# Exercise brief
Find the line containing "point: grassy hillside". Return it and every line after it, unchanged, up to and including the last line.

(Stored data)

>>>>>

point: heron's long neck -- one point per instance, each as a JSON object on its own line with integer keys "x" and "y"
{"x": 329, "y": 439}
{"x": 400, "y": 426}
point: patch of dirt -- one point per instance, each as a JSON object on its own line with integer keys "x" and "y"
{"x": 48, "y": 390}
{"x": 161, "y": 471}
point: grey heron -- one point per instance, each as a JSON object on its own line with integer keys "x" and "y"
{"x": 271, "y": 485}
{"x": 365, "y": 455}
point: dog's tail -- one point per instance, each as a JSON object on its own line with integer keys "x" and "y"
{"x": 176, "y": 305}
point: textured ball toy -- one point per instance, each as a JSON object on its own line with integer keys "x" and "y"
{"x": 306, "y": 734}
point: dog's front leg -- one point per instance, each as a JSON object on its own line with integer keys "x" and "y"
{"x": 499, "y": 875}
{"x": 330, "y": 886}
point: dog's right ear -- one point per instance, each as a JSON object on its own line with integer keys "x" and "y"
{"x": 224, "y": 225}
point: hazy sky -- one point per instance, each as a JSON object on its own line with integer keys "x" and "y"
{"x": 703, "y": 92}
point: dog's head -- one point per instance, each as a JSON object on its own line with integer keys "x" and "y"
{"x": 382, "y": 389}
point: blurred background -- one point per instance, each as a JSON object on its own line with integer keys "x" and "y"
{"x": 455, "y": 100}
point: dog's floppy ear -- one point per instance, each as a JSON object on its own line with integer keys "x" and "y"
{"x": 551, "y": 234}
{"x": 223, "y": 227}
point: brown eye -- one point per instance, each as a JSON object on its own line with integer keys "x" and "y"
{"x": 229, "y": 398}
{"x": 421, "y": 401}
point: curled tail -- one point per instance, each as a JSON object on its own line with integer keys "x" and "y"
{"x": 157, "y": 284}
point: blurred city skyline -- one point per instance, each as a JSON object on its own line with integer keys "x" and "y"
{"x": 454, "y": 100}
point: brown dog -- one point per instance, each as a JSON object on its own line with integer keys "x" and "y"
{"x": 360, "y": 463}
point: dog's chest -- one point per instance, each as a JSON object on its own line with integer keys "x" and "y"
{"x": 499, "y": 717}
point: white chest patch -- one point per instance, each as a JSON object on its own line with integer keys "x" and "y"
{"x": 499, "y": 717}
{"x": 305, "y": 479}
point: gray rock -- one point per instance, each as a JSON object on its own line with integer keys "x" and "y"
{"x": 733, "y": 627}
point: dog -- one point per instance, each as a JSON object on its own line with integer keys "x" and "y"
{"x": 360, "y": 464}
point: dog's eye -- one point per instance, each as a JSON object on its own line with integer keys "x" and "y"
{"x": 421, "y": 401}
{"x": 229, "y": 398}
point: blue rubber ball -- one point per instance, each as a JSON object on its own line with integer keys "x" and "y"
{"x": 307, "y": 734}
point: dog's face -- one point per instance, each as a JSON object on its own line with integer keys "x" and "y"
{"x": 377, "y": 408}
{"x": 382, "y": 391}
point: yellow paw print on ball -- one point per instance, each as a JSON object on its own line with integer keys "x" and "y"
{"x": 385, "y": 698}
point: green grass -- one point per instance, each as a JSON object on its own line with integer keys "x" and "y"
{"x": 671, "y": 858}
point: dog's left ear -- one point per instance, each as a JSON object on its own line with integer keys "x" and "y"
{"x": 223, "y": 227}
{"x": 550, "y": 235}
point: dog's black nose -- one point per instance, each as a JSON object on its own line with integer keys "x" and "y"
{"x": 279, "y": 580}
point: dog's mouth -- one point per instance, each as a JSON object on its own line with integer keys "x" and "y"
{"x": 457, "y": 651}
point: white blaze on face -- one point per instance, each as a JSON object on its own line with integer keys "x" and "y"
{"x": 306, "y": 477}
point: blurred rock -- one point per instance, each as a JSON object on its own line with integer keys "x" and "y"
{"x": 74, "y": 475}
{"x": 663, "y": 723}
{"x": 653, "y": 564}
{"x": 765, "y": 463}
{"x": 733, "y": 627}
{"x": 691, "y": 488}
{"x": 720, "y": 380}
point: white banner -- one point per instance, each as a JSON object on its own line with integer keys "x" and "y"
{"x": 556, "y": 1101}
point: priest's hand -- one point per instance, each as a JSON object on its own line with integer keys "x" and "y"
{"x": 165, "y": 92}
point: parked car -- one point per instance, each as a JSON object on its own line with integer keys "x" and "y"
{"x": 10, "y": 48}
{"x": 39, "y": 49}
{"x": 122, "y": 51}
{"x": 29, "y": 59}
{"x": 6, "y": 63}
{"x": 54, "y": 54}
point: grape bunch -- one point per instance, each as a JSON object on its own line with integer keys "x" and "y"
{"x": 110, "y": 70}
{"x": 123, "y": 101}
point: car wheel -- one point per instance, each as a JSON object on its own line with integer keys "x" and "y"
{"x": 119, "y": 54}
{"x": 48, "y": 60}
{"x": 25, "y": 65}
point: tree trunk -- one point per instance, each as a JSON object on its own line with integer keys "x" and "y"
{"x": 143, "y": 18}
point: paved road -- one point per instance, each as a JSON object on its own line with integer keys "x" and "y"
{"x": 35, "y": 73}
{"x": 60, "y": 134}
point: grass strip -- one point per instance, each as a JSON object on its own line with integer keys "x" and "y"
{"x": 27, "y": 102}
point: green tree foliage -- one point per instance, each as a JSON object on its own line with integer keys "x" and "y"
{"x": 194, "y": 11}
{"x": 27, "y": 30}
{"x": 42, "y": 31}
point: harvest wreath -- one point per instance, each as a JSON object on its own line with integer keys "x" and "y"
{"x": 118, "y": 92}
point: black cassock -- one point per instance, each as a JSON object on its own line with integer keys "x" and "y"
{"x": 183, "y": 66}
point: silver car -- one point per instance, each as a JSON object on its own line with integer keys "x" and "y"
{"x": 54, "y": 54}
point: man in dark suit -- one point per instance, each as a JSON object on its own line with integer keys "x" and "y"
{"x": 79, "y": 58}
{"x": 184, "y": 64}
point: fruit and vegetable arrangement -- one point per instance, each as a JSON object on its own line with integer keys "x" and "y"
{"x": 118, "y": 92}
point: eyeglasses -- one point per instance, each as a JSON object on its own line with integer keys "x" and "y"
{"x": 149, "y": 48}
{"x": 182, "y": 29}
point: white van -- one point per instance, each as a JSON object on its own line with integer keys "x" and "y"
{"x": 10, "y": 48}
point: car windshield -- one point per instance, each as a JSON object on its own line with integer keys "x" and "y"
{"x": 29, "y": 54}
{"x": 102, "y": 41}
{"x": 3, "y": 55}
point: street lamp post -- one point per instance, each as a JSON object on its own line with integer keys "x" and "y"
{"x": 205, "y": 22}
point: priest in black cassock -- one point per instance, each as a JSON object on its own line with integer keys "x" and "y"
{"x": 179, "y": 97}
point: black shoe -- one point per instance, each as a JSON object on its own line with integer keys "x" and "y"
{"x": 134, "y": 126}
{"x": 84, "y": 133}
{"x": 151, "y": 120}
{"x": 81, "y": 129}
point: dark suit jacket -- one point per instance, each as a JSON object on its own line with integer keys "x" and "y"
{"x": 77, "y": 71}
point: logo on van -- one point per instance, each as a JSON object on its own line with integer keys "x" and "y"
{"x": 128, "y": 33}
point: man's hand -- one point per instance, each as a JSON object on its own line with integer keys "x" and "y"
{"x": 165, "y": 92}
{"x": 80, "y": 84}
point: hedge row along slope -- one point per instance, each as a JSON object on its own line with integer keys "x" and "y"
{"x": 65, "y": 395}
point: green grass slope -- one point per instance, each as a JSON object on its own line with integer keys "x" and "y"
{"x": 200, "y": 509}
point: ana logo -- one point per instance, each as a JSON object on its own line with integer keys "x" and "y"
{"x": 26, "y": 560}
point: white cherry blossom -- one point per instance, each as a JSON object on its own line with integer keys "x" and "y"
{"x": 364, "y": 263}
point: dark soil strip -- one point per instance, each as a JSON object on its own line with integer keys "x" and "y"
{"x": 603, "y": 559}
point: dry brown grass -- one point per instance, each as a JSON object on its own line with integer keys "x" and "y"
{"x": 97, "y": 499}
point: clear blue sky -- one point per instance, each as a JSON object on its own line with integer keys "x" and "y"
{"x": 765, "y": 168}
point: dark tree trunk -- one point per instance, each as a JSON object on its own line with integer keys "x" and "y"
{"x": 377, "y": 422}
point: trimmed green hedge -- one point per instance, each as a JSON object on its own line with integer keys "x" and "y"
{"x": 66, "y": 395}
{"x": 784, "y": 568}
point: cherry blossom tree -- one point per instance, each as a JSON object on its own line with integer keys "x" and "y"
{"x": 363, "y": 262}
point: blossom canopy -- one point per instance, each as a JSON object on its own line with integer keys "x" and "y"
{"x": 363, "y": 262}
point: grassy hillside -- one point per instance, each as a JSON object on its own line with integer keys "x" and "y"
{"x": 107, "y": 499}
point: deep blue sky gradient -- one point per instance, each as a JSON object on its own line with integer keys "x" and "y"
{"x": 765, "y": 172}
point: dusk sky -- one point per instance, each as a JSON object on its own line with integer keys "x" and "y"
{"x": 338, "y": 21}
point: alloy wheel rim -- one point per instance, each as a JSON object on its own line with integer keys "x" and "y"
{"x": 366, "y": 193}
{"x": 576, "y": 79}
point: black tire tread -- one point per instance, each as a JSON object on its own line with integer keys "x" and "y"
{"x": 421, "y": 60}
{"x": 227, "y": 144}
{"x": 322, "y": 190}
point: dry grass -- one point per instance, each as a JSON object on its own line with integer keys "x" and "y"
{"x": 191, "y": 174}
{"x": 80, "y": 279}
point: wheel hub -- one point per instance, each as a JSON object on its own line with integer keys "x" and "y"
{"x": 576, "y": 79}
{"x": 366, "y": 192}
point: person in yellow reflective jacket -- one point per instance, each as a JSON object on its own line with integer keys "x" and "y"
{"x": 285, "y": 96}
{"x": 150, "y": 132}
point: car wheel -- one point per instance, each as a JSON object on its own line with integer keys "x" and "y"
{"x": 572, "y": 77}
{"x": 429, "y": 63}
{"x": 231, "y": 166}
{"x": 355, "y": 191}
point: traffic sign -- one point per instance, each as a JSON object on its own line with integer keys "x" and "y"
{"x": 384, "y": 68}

<<<<<

# Problem solution
point: grassy hillside -- one point per instance, each as a JSON object on its own line with integer keys "x" and "y"
{"x": 107, "y": 499}
point: deep blue sky gradient -- one point per instance, each as a JSON object on its own line with integer keys "x" and "y"
{"x": 765, "y": 172}
point: dusk sky -- one point per instance, each as a JSON object on its own line with integer keys "x" and "y"
{"x": 338, "y": 21}
point: alloy wheel rim -- one point per instance, each as a JSON object on its own line with integer keys "x" and "y"
{"x": 366, "y": 193}
{"x": 576, "y": 79}
point: black tire tread -- one point per instance, each as a JSON object on its own line with integer keys "x" and "y"
{"x": 421, "y": 60}
{"x": 227, "y": 144}
{"x": 322, "y": 190}
point: dry grass -- one point per instance, each as a JSON object on its own line with integer keys "x" and "y"
{"x": 191, "y": 174}
{"x": 80, "y": 279}
point: wheel hub -- one point per instance, each as a JSON object on its own line with integer keys "x" and "y"
{"x": 576, "y": 79}
{"x": 366, "y": 192}
point: person in yellow reflective jacket -- one point per instance, each as a JSON object on its own line with integer keys "x" and "y"
{"x": 285, "y": 96}
{"x": 150, "y": 132}
point: car wheel -- one point per instance, each as a JSON object on its own line with integer keys "x" and "y"
{"x": 572, "y": 77}
{"x": 429, "y": 63}
{"x": 231, "y": 166}
{"x": 355, "y": 191}
point: traffic sign -- one point per instance, each as a JSON object on its own line with integer keys "x" and "y"
{"x": 384, "y": 68}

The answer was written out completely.